=== WHAT YOU NEED TO DO ===
Retype the tail of the data exactly, starting at the line containing "the butterfly in" and stopping at the last line.

=== DATA TO EXAMINE ===
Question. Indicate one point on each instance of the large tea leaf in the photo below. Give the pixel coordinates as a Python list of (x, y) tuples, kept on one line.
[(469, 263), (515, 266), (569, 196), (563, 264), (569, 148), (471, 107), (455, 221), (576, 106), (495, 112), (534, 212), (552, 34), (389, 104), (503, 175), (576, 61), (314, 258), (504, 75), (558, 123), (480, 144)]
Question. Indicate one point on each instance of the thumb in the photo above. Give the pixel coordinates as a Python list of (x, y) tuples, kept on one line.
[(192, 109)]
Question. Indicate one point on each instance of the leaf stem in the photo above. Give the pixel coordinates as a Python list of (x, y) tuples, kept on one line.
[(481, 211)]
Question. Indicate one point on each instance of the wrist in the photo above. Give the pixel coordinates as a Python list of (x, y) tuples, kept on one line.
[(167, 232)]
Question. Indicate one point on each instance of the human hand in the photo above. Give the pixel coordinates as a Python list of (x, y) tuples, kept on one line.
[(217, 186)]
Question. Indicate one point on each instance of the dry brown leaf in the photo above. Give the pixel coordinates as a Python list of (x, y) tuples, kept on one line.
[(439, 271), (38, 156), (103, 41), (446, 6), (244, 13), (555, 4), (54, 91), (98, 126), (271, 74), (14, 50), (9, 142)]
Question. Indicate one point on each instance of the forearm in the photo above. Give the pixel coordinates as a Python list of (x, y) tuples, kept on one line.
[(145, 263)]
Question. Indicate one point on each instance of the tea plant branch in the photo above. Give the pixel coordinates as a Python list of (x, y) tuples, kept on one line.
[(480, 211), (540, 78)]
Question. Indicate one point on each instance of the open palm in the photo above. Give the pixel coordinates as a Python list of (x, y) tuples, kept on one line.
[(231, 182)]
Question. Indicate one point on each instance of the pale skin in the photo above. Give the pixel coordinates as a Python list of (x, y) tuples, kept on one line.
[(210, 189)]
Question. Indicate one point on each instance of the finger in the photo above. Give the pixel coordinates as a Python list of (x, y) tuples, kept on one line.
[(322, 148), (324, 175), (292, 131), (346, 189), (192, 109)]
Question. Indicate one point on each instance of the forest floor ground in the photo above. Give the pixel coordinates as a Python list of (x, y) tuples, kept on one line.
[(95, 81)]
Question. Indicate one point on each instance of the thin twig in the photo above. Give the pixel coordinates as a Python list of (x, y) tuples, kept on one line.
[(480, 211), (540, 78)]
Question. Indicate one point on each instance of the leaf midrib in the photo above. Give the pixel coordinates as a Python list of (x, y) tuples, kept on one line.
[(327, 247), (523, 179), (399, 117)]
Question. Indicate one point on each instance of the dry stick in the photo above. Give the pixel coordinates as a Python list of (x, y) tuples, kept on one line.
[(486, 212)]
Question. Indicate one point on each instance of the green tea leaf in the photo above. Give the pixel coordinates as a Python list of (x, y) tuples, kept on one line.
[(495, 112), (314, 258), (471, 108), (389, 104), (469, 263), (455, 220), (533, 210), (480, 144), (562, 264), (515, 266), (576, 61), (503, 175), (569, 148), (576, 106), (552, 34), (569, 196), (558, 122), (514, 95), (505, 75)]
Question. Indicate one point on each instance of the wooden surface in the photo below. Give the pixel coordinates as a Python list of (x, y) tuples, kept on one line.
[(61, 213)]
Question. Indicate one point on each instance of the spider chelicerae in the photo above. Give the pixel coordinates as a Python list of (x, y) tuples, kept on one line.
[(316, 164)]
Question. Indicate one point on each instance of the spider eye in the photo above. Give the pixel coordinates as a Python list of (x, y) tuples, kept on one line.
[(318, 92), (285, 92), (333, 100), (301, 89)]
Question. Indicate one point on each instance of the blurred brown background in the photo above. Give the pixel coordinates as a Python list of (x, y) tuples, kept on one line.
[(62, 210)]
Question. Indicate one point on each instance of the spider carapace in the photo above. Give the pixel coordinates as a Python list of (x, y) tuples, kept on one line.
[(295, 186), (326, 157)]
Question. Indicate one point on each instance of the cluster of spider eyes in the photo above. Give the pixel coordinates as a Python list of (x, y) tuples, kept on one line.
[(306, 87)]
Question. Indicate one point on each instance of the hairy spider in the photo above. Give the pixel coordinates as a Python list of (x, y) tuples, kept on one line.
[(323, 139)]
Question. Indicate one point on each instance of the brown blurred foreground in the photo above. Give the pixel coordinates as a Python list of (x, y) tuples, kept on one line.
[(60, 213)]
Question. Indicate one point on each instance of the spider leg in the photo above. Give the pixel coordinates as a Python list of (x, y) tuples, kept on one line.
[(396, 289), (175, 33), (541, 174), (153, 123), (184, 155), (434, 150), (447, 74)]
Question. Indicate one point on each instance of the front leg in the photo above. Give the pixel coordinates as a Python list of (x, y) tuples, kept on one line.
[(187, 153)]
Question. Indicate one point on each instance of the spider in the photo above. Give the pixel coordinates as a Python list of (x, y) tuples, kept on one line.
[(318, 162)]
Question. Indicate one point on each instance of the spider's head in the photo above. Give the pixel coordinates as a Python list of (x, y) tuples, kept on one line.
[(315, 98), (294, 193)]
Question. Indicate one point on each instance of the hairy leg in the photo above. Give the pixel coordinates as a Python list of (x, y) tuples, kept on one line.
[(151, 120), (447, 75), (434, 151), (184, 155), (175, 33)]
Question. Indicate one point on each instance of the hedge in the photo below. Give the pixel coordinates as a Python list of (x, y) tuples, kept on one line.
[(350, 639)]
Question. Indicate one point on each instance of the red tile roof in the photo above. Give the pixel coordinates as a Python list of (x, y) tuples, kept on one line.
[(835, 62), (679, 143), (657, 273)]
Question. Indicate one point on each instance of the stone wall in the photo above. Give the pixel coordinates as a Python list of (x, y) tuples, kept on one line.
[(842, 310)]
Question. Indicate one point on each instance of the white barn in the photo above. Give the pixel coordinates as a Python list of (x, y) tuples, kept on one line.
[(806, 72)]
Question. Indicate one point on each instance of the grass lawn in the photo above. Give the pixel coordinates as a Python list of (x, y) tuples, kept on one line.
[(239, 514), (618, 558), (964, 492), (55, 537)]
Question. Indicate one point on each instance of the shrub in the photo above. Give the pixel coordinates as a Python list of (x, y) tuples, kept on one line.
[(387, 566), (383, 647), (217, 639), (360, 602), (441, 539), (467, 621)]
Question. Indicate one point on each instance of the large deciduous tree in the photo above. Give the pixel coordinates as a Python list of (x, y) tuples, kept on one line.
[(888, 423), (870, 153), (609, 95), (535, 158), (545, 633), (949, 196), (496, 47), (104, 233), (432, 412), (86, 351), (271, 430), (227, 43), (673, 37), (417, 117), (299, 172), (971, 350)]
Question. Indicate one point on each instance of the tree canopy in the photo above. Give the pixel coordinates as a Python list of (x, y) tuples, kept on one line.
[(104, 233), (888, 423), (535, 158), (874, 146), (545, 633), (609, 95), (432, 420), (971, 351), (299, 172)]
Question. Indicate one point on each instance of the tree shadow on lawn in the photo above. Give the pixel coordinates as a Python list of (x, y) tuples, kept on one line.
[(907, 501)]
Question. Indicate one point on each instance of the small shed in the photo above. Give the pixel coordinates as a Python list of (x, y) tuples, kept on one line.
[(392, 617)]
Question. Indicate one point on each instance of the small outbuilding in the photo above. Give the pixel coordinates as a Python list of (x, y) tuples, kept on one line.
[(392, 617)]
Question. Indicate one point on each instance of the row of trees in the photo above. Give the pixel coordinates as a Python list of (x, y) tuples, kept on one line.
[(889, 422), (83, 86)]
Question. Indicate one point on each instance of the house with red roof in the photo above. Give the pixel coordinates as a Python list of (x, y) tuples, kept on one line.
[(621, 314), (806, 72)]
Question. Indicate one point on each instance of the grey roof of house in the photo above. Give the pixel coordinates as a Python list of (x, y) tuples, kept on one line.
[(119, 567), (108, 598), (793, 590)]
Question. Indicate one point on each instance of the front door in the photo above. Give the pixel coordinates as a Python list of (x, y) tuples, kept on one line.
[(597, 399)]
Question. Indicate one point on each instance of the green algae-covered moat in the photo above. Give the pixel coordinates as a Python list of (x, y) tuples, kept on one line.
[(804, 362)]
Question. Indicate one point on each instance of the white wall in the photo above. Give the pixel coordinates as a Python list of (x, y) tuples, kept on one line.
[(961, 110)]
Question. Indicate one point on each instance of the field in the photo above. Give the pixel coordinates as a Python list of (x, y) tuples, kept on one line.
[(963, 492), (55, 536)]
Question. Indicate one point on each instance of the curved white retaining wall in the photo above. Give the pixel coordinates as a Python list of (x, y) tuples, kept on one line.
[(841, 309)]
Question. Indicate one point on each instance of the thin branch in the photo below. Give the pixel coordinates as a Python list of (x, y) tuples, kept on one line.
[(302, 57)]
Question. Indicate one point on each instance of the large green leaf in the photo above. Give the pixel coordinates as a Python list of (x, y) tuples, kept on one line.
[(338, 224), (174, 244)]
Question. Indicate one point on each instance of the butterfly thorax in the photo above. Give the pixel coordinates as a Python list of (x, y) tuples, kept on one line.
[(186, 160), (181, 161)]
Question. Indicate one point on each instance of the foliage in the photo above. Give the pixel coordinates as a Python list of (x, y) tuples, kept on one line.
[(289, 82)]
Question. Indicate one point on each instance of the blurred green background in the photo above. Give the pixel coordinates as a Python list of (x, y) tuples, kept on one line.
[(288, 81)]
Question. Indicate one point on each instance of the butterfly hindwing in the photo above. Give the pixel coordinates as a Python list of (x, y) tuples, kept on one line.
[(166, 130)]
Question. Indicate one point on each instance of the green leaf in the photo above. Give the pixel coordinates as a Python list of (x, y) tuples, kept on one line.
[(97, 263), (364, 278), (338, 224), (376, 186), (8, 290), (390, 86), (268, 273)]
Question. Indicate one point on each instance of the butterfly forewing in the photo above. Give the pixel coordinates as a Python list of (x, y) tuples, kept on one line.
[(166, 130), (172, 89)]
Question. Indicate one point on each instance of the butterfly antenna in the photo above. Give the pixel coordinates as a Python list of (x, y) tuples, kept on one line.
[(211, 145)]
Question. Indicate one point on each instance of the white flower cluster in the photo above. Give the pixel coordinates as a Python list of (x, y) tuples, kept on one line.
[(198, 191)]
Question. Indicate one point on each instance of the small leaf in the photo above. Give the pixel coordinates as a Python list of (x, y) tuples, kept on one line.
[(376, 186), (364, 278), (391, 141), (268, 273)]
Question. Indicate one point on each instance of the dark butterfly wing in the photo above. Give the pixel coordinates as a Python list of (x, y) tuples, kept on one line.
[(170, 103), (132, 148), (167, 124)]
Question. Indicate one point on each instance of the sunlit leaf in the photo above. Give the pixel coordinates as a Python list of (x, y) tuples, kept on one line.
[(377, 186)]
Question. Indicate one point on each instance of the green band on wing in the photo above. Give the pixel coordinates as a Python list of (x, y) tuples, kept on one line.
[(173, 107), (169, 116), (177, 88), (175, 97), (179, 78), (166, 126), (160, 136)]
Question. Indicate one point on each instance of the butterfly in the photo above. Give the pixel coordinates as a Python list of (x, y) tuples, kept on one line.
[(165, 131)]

=== FINISHED TASK ===
Question. Indicate one point on each instance of the butterfly in the photo above. Give the pixel coordinates as a Python list of (x, y) tuples, kept on one line.
[(165, 131)]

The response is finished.